Objective ▸ In the entries that follow, identify the line containing "Running a dermatology lesion detector. Mark the woman's left" and return it together with all later lines, exactly as they appear.

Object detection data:

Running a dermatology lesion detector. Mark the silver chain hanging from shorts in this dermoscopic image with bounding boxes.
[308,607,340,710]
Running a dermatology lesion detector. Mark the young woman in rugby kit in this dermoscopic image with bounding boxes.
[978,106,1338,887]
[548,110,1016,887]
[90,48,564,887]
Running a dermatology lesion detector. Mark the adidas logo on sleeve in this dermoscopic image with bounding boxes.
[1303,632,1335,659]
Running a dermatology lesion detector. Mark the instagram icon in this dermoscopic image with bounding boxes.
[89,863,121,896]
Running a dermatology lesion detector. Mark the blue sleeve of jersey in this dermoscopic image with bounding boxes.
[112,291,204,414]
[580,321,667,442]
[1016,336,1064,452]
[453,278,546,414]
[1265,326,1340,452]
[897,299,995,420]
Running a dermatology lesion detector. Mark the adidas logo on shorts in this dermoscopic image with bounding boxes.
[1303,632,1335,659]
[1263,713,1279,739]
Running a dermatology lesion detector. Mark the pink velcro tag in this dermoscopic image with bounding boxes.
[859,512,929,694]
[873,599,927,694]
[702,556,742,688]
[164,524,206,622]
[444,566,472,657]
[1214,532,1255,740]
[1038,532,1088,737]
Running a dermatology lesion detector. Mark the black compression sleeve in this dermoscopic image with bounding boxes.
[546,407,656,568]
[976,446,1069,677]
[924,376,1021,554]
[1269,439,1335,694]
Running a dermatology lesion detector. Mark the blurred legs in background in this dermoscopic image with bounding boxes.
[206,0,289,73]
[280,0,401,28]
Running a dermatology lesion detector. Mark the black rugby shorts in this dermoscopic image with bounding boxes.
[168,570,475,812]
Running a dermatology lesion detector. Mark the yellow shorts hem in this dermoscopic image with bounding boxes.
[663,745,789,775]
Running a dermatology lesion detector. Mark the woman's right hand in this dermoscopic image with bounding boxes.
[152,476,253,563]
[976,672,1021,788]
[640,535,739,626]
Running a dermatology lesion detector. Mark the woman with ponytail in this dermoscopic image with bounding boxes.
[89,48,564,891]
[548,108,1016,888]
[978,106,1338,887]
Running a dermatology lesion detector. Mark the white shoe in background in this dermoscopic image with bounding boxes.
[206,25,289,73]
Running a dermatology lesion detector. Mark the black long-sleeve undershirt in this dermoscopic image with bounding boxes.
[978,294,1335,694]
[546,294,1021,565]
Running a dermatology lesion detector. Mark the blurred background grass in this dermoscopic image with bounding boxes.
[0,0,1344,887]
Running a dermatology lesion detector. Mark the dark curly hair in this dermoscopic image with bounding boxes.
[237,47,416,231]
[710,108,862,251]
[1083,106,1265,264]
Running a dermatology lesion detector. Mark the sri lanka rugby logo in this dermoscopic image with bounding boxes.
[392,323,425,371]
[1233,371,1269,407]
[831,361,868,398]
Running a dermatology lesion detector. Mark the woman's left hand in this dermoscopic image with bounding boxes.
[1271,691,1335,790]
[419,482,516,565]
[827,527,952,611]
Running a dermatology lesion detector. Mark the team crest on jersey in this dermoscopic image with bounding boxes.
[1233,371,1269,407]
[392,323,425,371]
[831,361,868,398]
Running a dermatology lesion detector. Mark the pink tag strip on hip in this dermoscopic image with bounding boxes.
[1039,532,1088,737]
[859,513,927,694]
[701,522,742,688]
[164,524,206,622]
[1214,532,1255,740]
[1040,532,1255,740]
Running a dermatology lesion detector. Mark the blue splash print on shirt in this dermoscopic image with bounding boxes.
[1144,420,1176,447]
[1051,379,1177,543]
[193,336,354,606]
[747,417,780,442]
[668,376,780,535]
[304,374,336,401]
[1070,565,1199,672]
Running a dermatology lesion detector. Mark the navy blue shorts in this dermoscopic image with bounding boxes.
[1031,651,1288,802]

Solution for this exercise ▸
Running a dermatology lesion detector. Mark the woman's left hand in this dermoscopic image with bounding boxes.
[1271,691,1335,790]
[419,482,516,565]
[827,527,952,611]
Running a dermatology lesion detector. Mark the team crest on jersey in this dermoscopic image with bounding boxes.
[1233,371,1269,407]
[392,323,425,371]
[831,361,868,398]
Running a dermatology lesion detector. Mark the pink tag strip on hip in this dermoscopic image with bounding boxes.
[1039,532,1088,737]
[859,513,927,694]
[701,522,742,688]
[164,524,206,622]
[1214,532,1255,740]
[1040,532,1255,740]
Running a dermatology lesion detector. Mark the blue splash print on shirt in this dermoscopic image with bounding boxes.
[1144,420,1176,447]
[1051,379,1177,543]
[193,336,354,606]
[747,417,780,442]
[668,376,780,535]
[304,374,336,401]
[1070,565,1199,672]
Running a dermatology lesion detector. Mark the navy blue shorts in this dermoscopic image with bounding boxes.
[1031,651,1288,802]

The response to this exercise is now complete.